> **TASK TO COMPLETE**:
Copy only this range: the line with "of the **monstera" through the final line of the material, inclusive at both ends.

> **RECORDS FOR THE TASK**:
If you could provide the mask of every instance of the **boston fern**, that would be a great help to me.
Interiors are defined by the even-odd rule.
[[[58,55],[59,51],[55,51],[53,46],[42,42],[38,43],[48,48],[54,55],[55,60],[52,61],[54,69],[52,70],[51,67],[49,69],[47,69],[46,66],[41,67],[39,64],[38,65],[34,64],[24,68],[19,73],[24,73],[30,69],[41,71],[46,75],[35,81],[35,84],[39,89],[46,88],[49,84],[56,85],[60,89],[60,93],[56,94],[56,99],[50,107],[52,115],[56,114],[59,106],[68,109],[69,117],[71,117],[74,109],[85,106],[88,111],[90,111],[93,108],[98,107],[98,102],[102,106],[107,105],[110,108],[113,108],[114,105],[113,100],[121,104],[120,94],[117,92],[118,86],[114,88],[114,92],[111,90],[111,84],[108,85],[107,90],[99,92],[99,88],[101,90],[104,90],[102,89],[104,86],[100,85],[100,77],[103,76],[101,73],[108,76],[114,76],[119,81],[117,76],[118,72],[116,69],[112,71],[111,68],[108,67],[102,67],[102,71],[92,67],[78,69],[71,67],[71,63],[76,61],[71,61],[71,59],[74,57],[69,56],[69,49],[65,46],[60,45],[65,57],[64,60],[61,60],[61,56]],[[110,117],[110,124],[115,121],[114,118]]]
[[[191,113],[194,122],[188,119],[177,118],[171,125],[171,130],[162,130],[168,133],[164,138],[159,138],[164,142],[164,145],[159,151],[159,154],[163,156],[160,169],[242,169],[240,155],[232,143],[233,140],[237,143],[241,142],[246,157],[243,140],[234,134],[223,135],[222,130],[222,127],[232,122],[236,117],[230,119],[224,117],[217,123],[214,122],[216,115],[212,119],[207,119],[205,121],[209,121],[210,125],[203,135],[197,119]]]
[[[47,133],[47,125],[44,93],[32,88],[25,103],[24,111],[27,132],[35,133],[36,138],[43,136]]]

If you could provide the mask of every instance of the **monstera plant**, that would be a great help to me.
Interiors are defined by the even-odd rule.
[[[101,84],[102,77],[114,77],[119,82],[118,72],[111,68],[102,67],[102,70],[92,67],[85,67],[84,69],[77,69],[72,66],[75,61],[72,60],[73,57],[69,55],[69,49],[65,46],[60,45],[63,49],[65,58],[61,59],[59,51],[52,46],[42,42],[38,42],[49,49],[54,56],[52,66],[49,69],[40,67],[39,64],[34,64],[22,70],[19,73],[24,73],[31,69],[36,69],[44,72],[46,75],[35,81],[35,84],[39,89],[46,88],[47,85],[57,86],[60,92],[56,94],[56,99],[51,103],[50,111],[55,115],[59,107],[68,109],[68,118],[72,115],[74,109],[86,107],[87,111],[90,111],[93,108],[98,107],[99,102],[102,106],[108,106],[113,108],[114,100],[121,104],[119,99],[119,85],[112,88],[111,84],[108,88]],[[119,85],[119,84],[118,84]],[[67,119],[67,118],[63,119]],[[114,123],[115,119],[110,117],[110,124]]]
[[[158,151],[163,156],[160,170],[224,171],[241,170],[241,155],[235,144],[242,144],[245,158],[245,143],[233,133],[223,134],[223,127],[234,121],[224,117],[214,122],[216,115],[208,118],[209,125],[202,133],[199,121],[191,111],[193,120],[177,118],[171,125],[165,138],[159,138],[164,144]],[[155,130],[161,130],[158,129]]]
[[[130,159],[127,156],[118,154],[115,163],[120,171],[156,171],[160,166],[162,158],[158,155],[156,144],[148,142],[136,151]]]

> **TASK RESPONSE**:
If you could provide the mask of every instance of the **monstera plant**, that would be a great help to me.
Interiors are defined by the even-odd rule.
[[[101,84],[102,77],[114,77],[119,82],[118,72],[111,68],[102,67],[102,70],[92,67],[85,67],[84,69],[77,69],[72,66],[75,61],[72,60],[73,57],[69,55],[69,49],[65,46],[60,45],[63,49],[65,58],[61,59],[59,51],[52,46],[42,42],[38,42],[49,49],[54,56],[52,66],[49,69],[40,67],[39,64],[34,64],[22,70],[19,73],[24,73],[31,69],[36,69],[44,72],[46,75],[35,81],[35,84],[39,89],[46,88],[47,85],[57,86],[60,92],[56,94],[56,99],[51,103],[50,111],[55,115],[59,107],[68,109],[68,118],[72,115],[74,109],[86,107],[87,111],[90,111],[93,108],[98,107],[99,102],[102,106],[108,106],[113,108],[114,100],[121,104],[119,99],[119,85],[112,88],[111,84],[108,88]],[[119,85],[119,84],[118,84]],[[67,119],[67,118],[63,119]],[[114,123],[115,119],[110,117],[110,124]]]
[[[158,151],[163,156],[160,170],[224,171],[241,170],[241,155],[235,144],[242,144],[245,158],[245,143],[233,133],[223,134],[223,127],[234,121],[224,117],[214,122],[216,115],[208,118],[209,125],[202,133],[199,121],[191,111],[193,120],[177,118],[171,125],[165,138],[159,138],[164,144]],[[155,130],[161,130],[158,129]]]
[[[130,159],[127,156],[118,154],[115,163],[120,171],[156,171],[160,166],[162,158],[158,155],[156,144],[148,142],[136,151]]]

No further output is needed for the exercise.